- EXERCISE GOAL: Repeat word for word the line with "For this drill the class indicates the sky" and every line after it until the records below run out.

(SUPPLIED MATERIAL begins)

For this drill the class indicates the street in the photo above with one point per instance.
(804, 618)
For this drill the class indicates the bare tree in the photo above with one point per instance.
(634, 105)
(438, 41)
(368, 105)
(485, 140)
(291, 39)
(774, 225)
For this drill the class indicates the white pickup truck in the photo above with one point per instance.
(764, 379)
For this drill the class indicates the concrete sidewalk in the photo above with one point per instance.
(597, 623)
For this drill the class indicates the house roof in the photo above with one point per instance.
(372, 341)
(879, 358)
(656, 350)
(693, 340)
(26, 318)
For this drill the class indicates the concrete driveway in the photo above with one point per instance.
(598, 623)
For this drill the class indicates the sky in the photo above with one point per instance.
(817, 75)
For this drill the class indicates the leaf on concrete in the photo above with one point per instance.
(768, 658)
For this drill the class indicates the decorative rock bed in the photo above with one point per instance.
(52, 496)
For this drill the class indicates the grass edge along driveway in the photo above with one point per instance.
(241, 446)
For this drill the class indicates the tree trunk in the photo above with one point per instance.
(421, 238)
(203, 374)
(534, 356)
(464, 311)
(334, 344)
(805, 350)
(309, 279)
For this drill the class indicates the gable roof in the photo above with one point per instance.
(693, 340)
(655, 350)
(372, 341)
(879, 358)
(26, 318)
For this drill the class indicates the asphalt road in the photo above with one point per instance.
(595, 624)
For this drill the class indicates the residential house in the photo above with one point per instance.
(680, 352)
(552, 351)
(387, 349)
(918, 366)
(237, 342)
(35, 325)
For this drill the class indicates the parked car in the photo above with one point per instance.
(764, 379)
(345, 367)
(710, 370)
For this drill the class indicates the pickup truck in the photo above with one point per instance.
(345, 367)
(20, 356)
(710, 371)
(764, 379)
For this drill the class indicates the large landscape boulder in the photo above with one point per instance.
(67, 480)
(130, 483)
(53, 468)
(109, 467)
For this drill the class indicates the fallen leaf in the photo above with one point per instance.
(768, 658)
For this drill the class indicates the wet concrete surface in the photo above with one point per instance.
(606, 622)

(SUPPLIED MATERIAL ends)

- REPLY TO THE TASK:
For this drill the class indicates the sky in the photo above with one point per instance.
(817, 75)
For this drill the class indicates the leaf on concrete in the photo above with one point per instance.
(768, 658)
For this drill the class indicates the decorative rock bed in the photo above with one point per instance.
(52, 496)
For this drill the class indicates the grass edge along driveway in the photo above with one point per instance.
(241, 446)
For this drill the class indicates the tree trunk in the photo above with one point per instance.
(421, 238)
(203, 374)
(534, 356)
(464, 311)
(334, 344)
(805, 350)
(309, 279)
For this drill the class indicates the gable roof in the photo above with one point per instance.
(693, 340)
(655, 350)
(372, 341)
(879, 358)
(26, 318)
For this drill the class indicates the asphalt road in the photo above with one point per instance.
(595, 624)
For this drill the class indicates the residential house in the photo above with one point per instance.
(680, 352)
(552, 351)
(387, 349)
(918, 366)
(237, 342)
(35, 325)
For this drill the class indicates the parked car in the photo above with one point per instance.
(764, 379)
(345, 367)
(710, 370)
For this drill the class indicates the pickup truck in the photo above with one point per instance.
(345, 367)
(20, 356)
(710, 371)
(764, 379)
For this drill the class indicates the large landscape boulder in the photo above with one point per instance.
(67, 480)
(130, 483)
(53, 468)
(109, 467)
For this drill the class indicates the fallen leaf in the photo above with one point per instance.
(768, 658)
For this drill the class indicates the wet concrete surface in the photo above with one point per instance.
(606, 622)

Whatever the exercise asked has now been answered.